- PARTS OF THE EXERCISE -
a) From the Omniverse streaming forum thread, list the core services the original poster says are involved in the deployment.
b) Write the next part of the Omniverse streaming forum thread, picking up after its final line.

[begin EXCERPT TO READ]

[Help Needed] Issue Deploying Nvidia Omniverse Kit App Streaming on AWS – Load Balancer / Target Group Errors

Hi everyone,

I’m currently working on deploying the NVIDIA Omniverse Kit App Streaming solution on AWS Cloud following the architecture provided in the official docs:

I’ve successfully set up the core infrastructure and am trying to stream a test app (usd-viewer). The core services involved are:

  • RMCP
  • Streaming Session Manager
  • App and Profile Manager
  • Nvidia AWS NLB Manager

❌ Problem Encountered

I’m attempting to create a stream using the Streaming Session Manager’s /stream API, but it’s failing with the following response:

Error code 500
{
  "detail": "Failed to start a new stream due to an unknown error"
}

I then checked the streaming pod logs and found this:

ERROR: Failed request to http://nlb/allocation: 429, {"detail":"Unable to find a Load Balancer with available Target Groups."}
ERROR: Failed to start a new stream: <class 'nv.svc.streaming._csp._APIError'>, Error 429: Failed request to http://nlb/allocation: 429, {"detail":"Unable to find a Load Balancer with available Target Groups."}

On the NLB Manager side, I observed the following errors:

ERROR: Failed to create Target Group (TCP/41001): ValidationError - Target group name '-TCP-41001' cannot begin or end with '-'
ERROR: Failed to create Listener (TCP/41001): cannot access local variable 'targetGroupArn' where it is not associated with a value
... and 10 more similar errors on TCP ports

ERROR: Failed to create Target Group (UDP/41026): ValidationError - Target group name '-UDP-41026' cannot begin or end with '-'
ERROR: Failed to create Listener (UDP/41026): cannot access local variable 'targetGroupArn' where it is not associated with a value
... and 10 more similar errors on UDP ports

Then, after create stream api is called, I see below logs:

ERROR: Unable to reserve a Target Group for allocation: media / ListenerProtocol.udp
ERROR: Unable to allocate sufficient resources.
ERROR: Unable to find a Load Balancer with available Target Groups.

🔍 What I’ve Tried

  • Confirmed all Omniverse services are deployed and discoverable.
  • Verified IAM permissions for the NLB manager pod.

❓ Questions

  • Has anyone run into this Target Group naming issue before? Could this be a bug in the NLB manager’s name generation logic?
  • Are there specific naming conventions or pre-checks I can enforce to avoid invalid target group names (those starting/ending with -)?
  • Is there a way to manually pre-provision the Target Groups and have the NLB manager pick them up?

Any help, pointers, or ideas would be appreciated!

Thanks in advance

Hi and welcome to the forum. Thank you for your question. I will try to find a streaming expert to answer it for you.

Here is what the engineers have to say:

If I were to guess you possibly have an empty “value” for the tag lookup, from the docs:

The LBM searches for a configurable tag and use its value as the NLB’s alias for the streaming session.

Tag Lookup Configuration

The LBM supports dynamic configuration of NLBs at service startup and through the GET:/refresh API endpoint. These settings can be configured via the service’s application.toml and Helm chart values file using the following parameters:

nv.ov.svc.streaming.aws.nlb.resource.lookup.tag.key = “”

[end EXCERPT TO READ]
[begin DATA]

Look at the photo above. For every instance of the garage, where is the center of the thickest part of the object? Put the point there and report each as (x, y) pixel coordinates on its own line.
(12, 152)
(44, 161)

[end DATA]

- TASK-BY-TASK RESULTS -
a)
RMCP
Streaming Session Manager
App and Profile Manager
Nvidia AWS NLB Manager

b)
nv.ov.svc.streaming.aws.nlb.resource.lookup.tag.value = “”
Any NLBs with a matching tag key/value are configured by the LBM.

This error is also something to look into:

ERROR: Failed to create Listener (TCP/41001): cannot access local variable ‘targetGroupArn’ where it is not associated with a value
… and 10 more similar errors on TCP ports

I suspect both are empty and it’s not finding a load balancer to manage

Hii Richard, thanks for the support. I will do one thing i will share my values file for the kit-appstreaming-aws-nlb helm chart i have actually added the look up key value but i just wanna know if i added under right scope or not. Please once go through the file.
Thankyou so much.
values-aws-nlb.yaml.zip (2.7 KB)

Ok we will take a look. Let me know how it goes.

I have actually tried other annotations as well Richard still gave the same logs. The problem is the target group names while creating them.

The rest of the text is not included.